- [Aim of the exercise]
Arrange the listing below as a numbered list, one line per item, and drop any blank lines.

- [Source records]
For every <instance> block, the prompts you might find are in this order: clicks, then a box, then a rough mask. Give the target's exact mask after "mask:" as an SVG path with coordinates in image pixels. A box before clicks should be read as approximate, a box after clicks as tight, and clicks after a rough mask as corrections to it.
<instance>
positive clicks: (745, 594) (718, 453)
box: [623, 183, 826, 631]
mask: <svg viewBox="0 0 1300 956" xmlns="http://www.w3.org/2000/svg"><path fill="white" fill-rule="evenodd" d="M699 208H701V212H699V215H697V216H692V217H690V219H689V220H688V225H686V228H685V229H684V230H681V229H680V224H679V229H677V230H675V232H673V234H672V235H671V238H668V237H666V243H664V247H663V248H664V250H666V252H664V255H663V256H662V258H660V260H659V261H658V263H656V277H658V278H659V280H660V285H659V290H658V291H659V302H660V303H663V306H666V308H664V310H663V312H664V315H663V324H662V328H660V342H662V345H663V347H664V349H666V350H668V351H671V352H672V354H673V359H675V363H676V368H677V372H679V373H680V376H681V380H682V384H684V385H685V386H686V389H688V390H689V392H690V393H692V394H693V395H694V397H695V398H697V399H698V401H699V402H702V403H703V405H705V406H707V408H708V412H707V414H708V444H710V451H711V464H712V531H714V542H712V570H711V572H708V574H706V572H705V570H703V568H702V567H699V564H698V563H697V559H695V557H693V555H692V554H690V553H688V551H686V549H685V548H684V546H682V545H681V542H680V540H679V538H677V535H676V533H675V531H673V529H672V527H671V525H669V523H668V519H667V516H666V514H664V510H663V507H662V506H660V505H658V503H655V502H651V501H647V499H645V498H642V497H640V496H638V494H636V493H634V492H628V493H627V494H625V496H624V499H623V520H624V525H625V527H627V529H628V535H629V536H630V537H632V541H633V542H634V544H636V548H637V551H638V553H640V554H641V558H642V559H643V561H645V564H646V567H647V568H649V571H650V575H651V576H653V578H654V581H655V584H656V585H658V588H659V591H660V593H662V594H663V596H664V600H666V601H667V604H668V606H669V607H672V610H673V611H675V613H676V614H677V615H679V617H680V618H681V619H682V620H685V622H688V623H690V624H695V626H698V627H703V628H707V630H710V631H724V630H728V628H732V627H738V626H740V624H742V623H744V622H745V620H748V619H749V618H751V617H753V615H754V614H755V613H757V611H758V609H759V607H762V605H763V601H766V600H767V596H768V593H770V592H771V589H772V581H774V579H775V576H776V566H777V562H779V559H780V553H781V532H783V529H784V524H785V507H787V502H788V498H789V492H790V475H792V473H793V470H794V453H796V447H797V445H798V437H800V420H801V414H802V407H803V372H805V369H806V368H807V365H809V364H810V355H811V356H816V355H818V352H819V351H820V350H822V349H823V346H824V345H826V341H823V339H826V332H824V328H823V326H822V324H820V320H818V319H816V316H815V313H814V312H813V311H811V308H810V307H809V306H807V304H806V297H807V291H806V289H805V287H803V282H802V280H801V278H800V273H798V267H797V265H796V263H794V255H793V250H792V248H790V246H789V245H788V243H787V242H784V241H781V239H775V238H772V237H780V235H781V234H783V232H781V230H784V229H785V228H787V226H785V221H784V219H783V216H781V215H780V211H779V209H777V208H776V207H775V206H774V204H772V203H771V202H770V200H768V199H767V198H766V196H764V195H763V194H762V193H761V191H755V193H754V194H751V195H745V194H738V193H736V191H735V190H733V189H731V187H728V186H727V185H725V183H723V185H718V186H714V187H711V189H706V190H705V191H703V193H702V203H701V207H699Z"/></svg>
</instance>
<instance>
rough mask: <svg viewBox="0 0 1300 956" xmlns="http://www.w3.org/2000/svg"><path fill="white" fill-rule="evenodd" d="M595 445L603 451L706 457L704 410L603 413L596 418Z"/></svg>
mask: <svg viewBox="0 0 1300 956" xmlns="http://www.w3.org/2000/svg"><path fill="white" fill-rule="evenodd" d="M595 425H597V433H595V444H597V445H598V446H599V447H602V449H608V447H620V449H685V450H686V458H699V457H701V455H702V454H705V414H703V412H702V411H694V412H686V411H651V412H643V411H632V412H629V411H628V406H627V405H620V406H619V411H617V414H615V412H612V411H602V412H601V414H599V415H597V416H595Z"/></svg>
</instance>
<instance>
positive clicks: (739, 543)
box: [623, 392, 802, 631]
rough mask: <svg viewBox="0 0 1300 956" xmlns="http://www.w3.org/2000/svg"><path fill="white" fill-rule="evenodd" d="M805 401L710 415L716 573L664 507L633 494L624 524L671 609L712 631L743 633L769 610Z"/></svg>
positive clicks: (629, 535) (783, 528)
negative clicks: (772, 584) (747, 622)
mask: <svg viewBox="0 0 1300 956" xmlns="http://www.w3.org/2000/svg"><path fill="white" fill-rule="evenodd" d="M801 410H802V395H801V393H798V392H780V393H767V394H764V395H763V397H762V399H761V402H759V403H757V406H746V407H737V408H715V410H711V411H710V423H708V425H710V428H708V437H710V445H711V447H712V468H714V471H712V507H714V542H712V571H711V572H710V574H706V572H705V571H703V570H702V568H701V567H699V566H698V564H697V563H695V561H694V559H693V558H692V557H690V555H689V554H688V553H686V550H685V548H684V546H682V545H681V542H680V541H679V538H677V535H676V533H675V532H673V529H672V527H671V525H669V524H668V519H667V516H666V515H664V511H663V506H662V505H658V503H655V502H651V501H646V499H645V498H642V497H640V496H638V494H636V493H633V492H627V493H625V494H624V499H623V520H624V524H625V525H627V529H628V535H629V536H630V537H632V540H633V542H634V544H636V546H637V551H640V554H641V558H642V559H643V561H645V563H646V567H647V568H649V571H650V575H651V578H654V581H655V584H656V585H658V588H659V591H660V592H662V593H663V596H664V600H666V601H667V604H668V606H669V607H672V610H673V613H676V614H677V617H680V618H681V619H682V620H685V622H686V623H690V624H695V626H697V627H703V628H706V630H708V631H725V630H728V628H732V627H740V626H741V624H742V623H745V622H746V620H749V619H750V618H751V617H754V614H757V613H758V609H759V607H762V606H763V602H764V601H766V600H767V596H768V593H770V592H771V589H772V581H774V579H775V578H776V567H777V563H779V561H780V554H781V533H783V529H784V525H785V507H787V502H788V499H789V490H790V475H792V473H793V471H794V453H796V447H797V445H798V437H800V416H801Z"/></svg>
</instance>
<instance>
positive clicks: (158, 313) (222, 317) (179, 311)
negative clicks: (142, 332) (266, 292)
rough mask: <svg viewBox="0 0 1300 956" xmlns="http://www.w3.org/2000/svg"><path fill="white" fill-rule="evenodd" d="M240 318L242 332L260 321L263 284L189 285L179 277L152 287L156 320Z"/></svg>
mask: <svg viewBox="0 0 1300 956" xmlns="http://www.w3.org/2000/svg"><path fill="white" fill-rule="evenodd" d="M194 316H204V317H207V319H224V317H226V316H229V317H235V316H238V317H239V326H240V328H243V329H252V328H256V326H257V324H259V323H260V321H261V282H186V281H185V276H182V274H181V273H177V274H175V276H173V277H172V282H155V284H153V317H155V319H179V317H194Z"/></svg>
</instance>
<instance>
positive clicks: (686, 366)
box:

- [Final answer]
1. For every <instance> block, the prompts you might find are in this order: clicks, then a box, then a rough mask. Give the target's exact mask after "mask:" as an SVG path with coordinates in image pixels. A box before clicks should be read as approximate, a box after clicks as tight, and clicks after a rough mask as corrections to it.
2. <instance>
3. positive clicks: (745, 594) (718, 453)
4. box: [623, 183, 826, 631]
5. mask: <svg viewBox="0 0 1300 956" xmlns="http://www.w3.org/2000/svg"><path fill="white" fill-rule="evenodd" d="M699 208H701V212H699V215H697V216H692V217H690V219H689V220H688V225H686V228H685V229H684V230H681V229H680V224H679V229H677V230H675V232H673V234H672V235H671V238H668V237H666V243H664V247H663V248H664V250H666V252H664V255H663V256H662V258H660V260H659V261H658V263H656V277H658V278H659V280H660V285H659V290H658V291H659V302H660V303H663V306H666V308H664V310H663V312H664V315H663V324H662V328H660V342H662V345H663V347H664V349H666V350H668V351H671V352H672V354H673V359H675V363H676V368H677V372H679V373H680V376H681V380H682V384H684V385H685V386H686V389H688V390H689V392H690V393H692V394H693V395H694V397H695V398H697V399H698V401H699V402H702V403H703V405H705V406H707V408H708V412H707V414H708V444H710V451H711V464H712V531H714V542H712V570H711V572H708V574H706V572H705V570H703V568H702V567H699V564H698V563H697V559H695V557H693V555H692V554H690V553H688V551H686V549H685V548H684V546H682V545H681V542H680V540H679V538H677V535H676V533H675V531H673V529H672V527H671V525H669V523H668V519H667V516H666V514H664V510H663V507H662V506H660V505H658V503H655V502H651V501H647V499H645V498H642V497H640V496H638V494H636V493H634V492H628V493H627V494H625V496H624V499H623V520H624V525H625V527H627V529H628V535H629V536H630V537H632V541H633V542H634V544H636V548H637V551H638V553H640V554H641V558H642V559H643V561H645V564H646V567H647V568H649V571H650V575H651V576H653V578H654V581H655V584H656V585H658V588H659V591H660V593H662V594H663V596H664V600H666V601H667V604H668V606H669V607H672V610H673V611H675V613H676V614H677V615H679V617H680V618H681V619H682V620H685V622H688V623H690V624H695V626H698V627H703V628H707V630H710V631H724V630H728V628H732V627H738V626H740V624H742V623H744V622H745V620H748V619H749V618H751V617H753V615H754V614H755V613H757V611H758V609H759V607H762V605H763V601H766V600H767V596H768V593H770V592H771V589H772V581H774V579H775V576H776V566H777V562H779V559H780V553H781V532H783V529H784V524H785V507H787V502H788V498H789V492H790V475H792V473H793V470H794V453H796V447H797V445H798V437H800V420H801V414H802V407H803V372H805V369H806V368H807V365H809V364H810V355H811V356H816V355H818V352H819V351H820V350H822V349H823V346H824V345H826V341H823V339H826V332H824V328H823V326H822V324H820V320H818V319H816V316H815V313H814V312H813V311H811V308H810V307H809V306H807V304H806V297H807V291H806V289H805V287H803V282H802V280H801V278H800V273H798V267H797V265H796V263H794V255H793V250H792V248H790V246H789V245H788V243H787V242H784V241H781V239H775V238H772V237H780V235H781V234H783V232H781V230H784V229H785V228H787V226H785V221H784V219H783V216H781V215H780V211H779V209H777V208H776V207H775V206H774V204H772V203H771V202H770V200H768V199H767V198H766V196H764V195H763V194H762V193H761V191H755V193H754V194H751V195H745V194H738V193H736V191H735V190H733V189H731V187H728V186H727V185H725V183H723V185H718V186H714V187H711V189H706V190H705V191H703V193H702V203H701V207H699Z"/></svg>
6. </instance>
7. <instance>
8. rough mask: <svg viewBox="0 0 1300 956" xmlns="http://www.w3.org/2000/svg"><path fill="white" fill-rule="evenodd" d="M595 445L603 451L706 457L704 410L603 413L596 418Z"/></svg>
9. mask: <svg viewBox="0 0 1300 956" xmlns="http://www.w3.org/2000/svg"><path fill="white" fill-rule="evenodd" d="M595 425H597V433H595V444H597V445H598V446H599V447H602V449H608V447H620V449H685V450H686V458H699V457H701V455H702V454H705V414H703V412H702V411H694V412H686V411H651V412H643V411H632V412H629V411H628V406H627V405H620V406H619V411H617V414H615V412H612V411H602V412H601V414H599V415H597V416H595Z"/></svg>
10. </instance>
11. <instance>
12. positive clicks: (739, 543)
13. box: [623, 392, 802, 631]
14. rough mask: <svg viewBox="0 0 1300 956" xmlns="http://www.w3.org/2000/svg"><path fill="white" fill-rule="evenodd" d="M805 401L710 415L716 573L664 507L633 494L624 524L671 609L712 631L743 633L769 610Z"/></svg>
15. positive clicks: (629, 535) (783, 528)
16. negative clicks: (772, 584) (747, 622)
17. mask: <svg viewBox="0 0 1300 956" xmlns="http://www.w3.org/2000/svg"><path fill="white" fill-rule="evenodd" d="M801 410H802V395H801V393H798V392H780V393H767V394H764V395H763V397H762V399H761V402H759V403H757V406H746V407H737V408H715V410H711V411H710V423H708V425H710V428H708V437H710V445H711V447H712V468H714V471H712V507H714V542H712V571H711V572H710V574H706V572H705V571H703V570H702V568H701V567H699V566H698V564H697V563H695V561H694V559H693V558H692V557H690V555H689V554H688V553H686V550H685V548H684V546H682V545H681V542H680V541H679V538H677V535H676V533H675V532H673V529H672V527H671V525H669V524H668V519H667V516H666V515H664V511H663V506H662V505H658V503H655V502H651V501H646V499H645V498H642V497H640V496H638V494H636V493H633V492H627V493H625V494H624V499H623V520H624V524H625V525H627V529H628V535H629V536H630V537H632V540H633V542H634V544H636V546H637V551H640V554H641V558H642V559H643V561H645V563H646V567H647V568H649V571H650V575H651V578H654V581H655V584H656V585H658V588H659V591H660V592H662V593H663V596H664V600H666V601H667V604H668V606H669V607H672V610H673V613H676V614H677V617H680V618H681V619H682V620H685V622H686V623H690V624H695V626H697V627H703V628H706V630H708V631H725V630H728V628H732V627H740V626H741V624H742V623H745V622H746V620H749V619H750V618H751V617H754V614H757V613H758V609H759V607H762V606H763V602H764V601H766V600H767V596H768V593H770V592H771V589H772V581H774V579H775V578H776V567H777V563H779V561H780V554H781V533H783V529H784V525H785V507H787V502H788V499H789V490H790V475H792V473H793V471H794V453H796V447H797V445H798V437H800V416H801Z"/></svg>
18. </instance>
19. <instance>
20. positive clicks: (158, 313) (222, 317) (179, 311)
21. negative clicks: (142, 332) (266, 292)
22. rough mask: <svg viewBox="0 0 1300 956" xmlns="http://www.w3.org/2000/svg"><path fill="white" fill-rule="evenodd" d="M240 318L242 332L260 321L263 284L189 285L179 277L152 287L156 320Z"/></svg>
23. mask: <svg viewBox="0 0 1300 956" xmlns="http://www.w3.org/2000/svg"><path fill="white" fill-rule="evenodd" d="M194 316H204V317H207V319H224V317H226V316H229V317H235V316H238V317H239V326H240V328H243V329H252V328H256V326H257V324H259V323H260V321H261V282H186V281H185V276H182V274H181V273H177V274H175V276H173V277H172V282H155V284H153V317H155V319H179V317H194Z"/></svg>
24. </instance>
25. <instance>
26. positive clicks: (686, 366)
27. box:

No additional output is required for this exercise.